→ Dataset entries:
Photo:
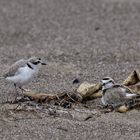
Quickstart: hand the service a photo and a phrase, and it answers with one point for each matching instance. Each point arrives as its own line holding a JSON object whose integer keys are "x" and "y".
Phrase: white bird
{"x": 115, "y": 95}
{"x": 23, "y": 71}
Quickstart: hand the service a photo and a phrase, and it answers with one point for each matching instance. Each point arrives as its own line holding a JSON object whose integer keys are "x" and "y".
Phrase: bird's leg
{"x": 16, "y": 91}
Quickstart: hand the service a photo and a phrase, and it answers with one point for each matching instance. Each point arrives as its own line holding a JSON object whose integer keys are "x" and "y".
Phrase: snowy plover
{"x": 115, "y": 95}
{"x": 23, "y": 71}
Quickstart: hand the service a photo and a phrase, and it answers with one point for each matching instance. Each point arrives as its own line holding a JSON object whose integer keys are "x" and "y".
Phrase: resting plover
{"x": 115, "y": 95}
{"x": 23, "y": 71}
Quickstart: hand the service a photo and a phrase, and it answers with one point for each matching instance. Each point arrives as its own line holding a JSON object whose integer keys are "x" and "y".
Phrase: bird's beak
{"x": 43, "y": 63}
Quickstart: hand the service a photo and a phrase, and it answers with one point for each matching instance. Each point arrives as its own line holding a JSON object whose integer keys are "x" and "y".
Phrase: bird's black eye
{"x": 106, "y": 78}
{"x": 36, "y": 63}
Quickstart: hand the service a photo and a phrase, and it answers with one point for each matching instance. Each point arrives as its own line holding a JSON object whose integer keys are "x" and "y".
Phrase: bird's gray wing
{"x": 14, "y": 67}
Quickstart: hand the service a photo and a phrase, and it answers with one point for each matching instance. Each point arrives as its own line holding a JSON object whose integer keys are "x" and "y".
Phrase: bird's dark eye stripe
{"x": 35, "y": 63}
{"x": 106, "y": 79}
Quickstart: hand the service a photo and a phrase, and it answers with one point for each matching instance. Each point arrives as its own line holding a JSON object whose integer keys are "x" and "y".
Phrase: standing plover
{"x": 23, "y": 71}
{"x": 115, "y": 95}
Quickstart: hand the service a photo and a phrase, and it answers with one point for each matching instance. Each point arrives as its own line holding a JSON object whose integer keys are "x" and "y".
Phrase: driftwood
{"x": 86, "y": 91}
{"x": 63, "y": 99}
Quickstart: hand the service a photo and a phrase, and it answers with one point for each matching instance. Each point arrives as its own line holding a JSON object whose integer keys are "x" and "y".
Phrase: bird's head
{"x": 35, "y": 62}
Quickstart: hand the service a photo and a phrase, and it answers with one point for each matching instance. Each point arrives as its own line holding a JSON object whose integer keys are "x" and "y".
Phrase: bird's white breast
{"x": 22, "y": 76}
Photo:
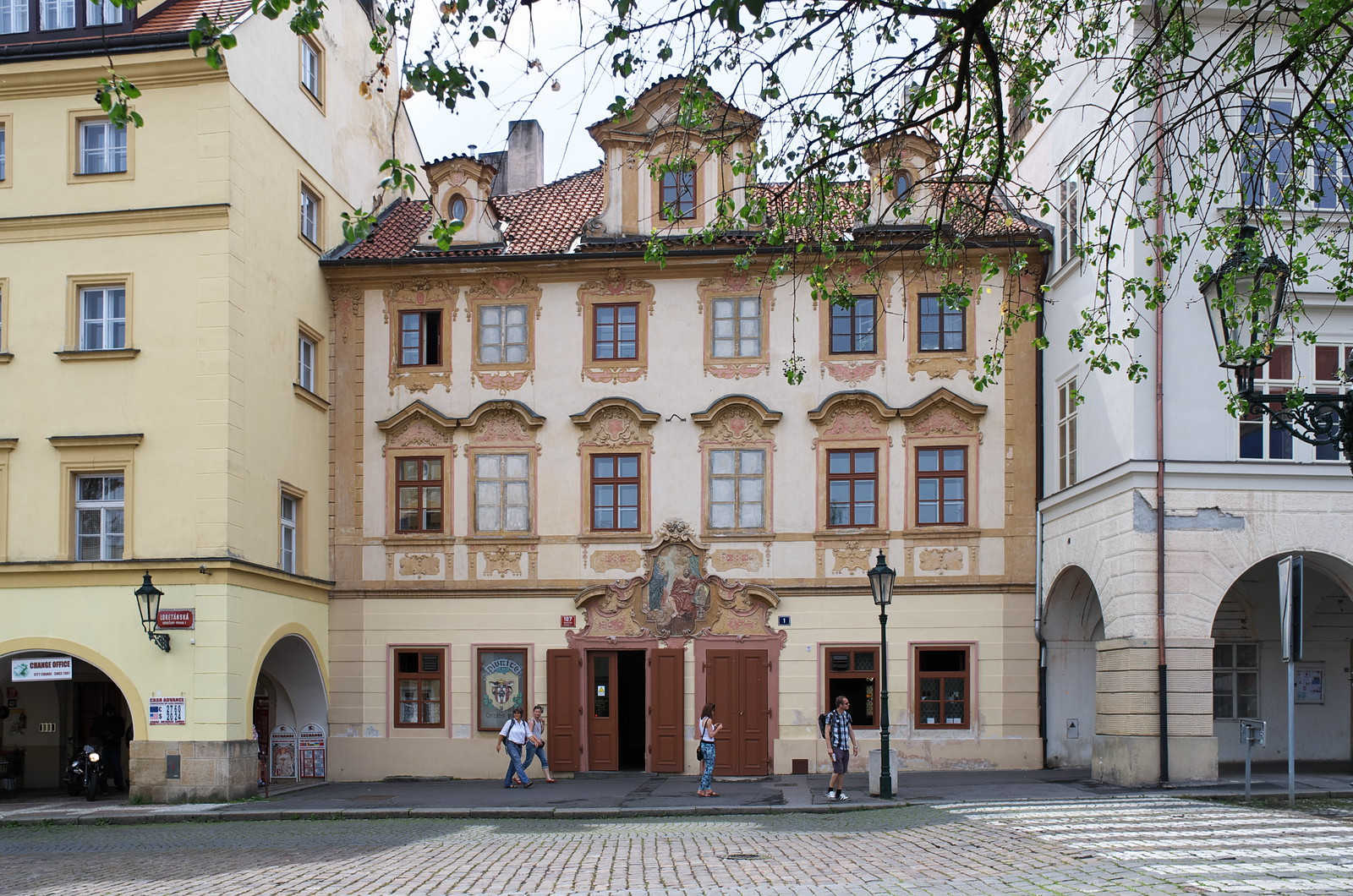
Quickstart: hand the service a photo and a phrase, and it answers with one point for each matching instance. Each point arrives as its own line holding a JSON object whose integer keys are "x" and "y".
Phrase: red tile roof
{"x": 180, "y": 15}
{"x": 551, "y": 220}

→ HOW TO COMPLETE THIS TASK: Repeat the data above exactly; images are not part of the copy.

→ RESULT OF THIS TASK:
Photo:
Quickstart: hand the service a photo and a phrase, and it answers with one point for each matching instance. Each point arrives as its own line holding a JSON object whose integer keys are "x" and "y".
Phrase: white bird
{"x": 115, "y": 95}
{"x": 23, "y": 71}
Quickstart: hand the service a photo and a phrase, and it answers with one point for each matching instance. Each point arrives as its own line holding a JSON object whose integer keys are "x" and "y".
Phrase: bird's leg
{"x": 16, "y": 91}
Quickstart: hand the service a photo and a phrase, and it answers with one point for each matching instance. Each point arrives as its own line holding a JSON object whose integer keys are "x" and "y".
Phrase: snowy plover
{"x": 115, "y": 95}
{"x": 23, "y": 71}
Quickstart: hand the service a photo and a phrase, and it answers with one point for each matching instance. Each point arrives as its own line holding a JSON object whose integer keys are "x" and "y".
Phrase: resting plover
{"x": 115, "y": 95}
{"x": 23, "y": 71}
Quickstart: hand the service a photo and a phrase, and it answers with one point for each matching instance. Each point arrives as its own line holding a JSON object whose integer keys are "x" and "y".
Phrase: bird's beak
{"x": 43, "y": 63}
Quickstart: hand the service a photo and a phrase, and it answers with one point for each matching instance. Each point arrives as its own line holding a JSON object whose integer keys are "x" and "y".
Phrase: bird's black eye
{"x": 106, "y": 78}
{"x": 36, "y": 63}
Quickstart: hand the service a photo and a phrase, and it answers with one point for each matching instance. Each point arrives as its own line holding a JSON object whose integer keys are "x" and "y".
Phrase: bird's gray wing
{"x": 14, "y": 67}
Quickstart: hand the service a photo and a phrase, and it answers with one point for each matching instance. Each point arrives as its own line holding a JSON object whose integer keys are "x" and "y".
Phrase: bird's dark eye stripe
{"x": 35, "y": 63}
{"x": 106, "y": 79}
Quickstart: hand the service a photo and a phrase, and it answers with one point for each matching instance. Each point arrives as its own line holding a JSON object whose integer keys are "x" and "y".
Phrase: standing plover
{"x": 23, "y": 71}
{"x": 115, "y": 95}
Quickstart: hand the service a photo and a phrase, and it answers with one point for each matching instance. Each point arrives as its own line holding a JSON object whose integer keys are "x" and "y".
Phrase: driftwood
{"x": 86, "y": 91}
{"x": 63, "y": 99}
Quickstart: hand the service a photo and a phrase, and it answers with one point for each matching instance. Each point arrives as its own line holding a JSON object whose integer keys are "x" and "y".
Phrase: bird's head
{"x": 35, "y": 62}
Quickstart: hand the service a photo and a phrase, and it answers with one point for each matching instance. Each point arrives as its own line holding a JSON object whose integer keys are "x" and "y".
Phrase: bird's white breast
{"x": 22, "y": 76}
Photo:
Quickstart: hand the service a photo and a phrase, and it answers with one point for each matching instance. Each point arrives as its own line holding a JSON object whose integer keys are "x" and "y".
Phrase: red tile roof
{"x": 180, "y": 15}
{"x": 551, "y": 220}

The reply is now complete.